**PASSAGE TO READ:**
Start of Block
Survodutide targets visceral and liver fat, not just weight: Carel le Roux, Ph.D. | ADA 2026
Survodutide's SYNCHRONIZE trials show weight loss driven by visceral and liver fat, not muscle.
Survodutide's latest phase 3 data, presented at the American Diabetes Association’s 2026 Scientific Sessions, show Boehringer Ingelheim's glucagon/GLP-1 dual agonist reduces fat in the places that matter most for metabolic health. In this interview with SYNCHRONIZE-1 lead author Carel le Roux, M.D., M.S.C., of the University College Dublin School of Medicine, he discusses the importance of understanding the types of fat lost, not just the number on the scale.
In SYNCHRONIZE-1, a 76-week trial of 725 adults with obesity or overweight but no type 2 diabetes, the drug drove up to 16.6% mean weight loss versus 3.2% on placebo. An MRI substudy showed that loss was mostly fat: visceral fat dropped as much as 34%, liver fat fell up to 63.1%, and lean mass accounted for no more than 10.8% of the total tissue change.
SYNCHRONIZE-MASLD, a 48-week trial in 218 adults with MASLD on a weekly 6.0 mg dose, told a similar story. Among treated patients, 84.2% hit at least a 30% reduction in liver fat versus 24.3% on placebo, and 61% saw liver fat normalize below 5%. Body weight dropped up to 12.2% against 1.0% on placebo, with ALT also improving. Gastrointestinal side effects were the most common adverse events across both trials, and 19% of SYNCHRONIZE-1 patients discontinued because of them versus 2.9% on placebo, though no new safety signals emerged.
End of Block
**QUESTIONS:**
1. According to the survodutide article, how many weeks did the SYNCHRONIZE-1 trial last?
2. Write out the survodutide article word for word, from "SYNCHRONIZE-MASLD, a 48-week" up to and including "safety signals emerged.".

**DATASET RECORDS:**
Start of Block
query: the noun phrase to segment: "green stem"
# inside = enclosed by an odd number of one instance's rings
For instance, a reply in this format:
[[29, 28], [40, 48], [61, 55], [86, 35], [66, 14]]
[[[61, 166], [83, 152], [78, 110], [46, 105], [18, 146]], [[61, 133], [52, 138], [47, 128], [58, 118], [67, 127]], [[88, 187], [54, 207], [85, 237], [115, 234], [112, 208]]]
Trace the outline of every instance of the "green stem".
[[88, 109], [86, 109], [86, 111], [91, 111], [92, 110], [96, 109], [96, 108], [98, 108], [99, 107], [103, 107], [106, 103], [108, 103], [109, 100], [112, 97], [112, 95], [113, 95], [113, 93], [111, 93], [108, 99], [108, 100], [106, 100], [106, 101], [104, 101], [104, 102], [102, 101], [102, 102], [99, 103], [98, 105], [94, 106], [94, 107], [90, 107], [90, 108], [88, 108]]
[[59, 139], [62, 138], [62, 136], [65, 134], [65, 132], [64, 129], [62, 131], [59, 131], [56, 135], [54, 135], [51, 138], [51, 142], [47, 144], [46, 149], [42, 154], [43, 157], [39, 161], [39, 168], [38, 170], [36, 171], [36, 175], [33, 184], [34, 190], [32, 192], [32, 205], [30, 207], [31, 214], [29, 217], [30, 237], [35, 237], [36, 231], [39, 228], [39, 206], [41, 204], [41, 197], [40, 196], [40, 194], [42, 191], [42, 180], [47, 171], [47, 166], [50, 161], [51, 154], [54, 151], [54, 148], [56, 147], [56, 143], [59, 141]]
End of Block
**SOLUTIONS BELOW:**
1. 76 weeks.

2.
SYNCHRONIZE-MASLD, a 48-week trial in 218 adults with MASLD on a weekly 6.0 mg dose, told a similar story. Among treated patients, 84.2% hit at least a 30% reduction in liver fat versus 24.3% on placebo, and 61% saw liver fat normalize below 5%. Body weight dropped up to 12.2% against 1.0% on placebo, with ALT also improving. Gastrointestinal side effects were the most common adverse events across both trials, and 19% of SYNCHRONIZE-1 patients discontinued because of them versus 2.9% on placebo, though no new safety signals emerged.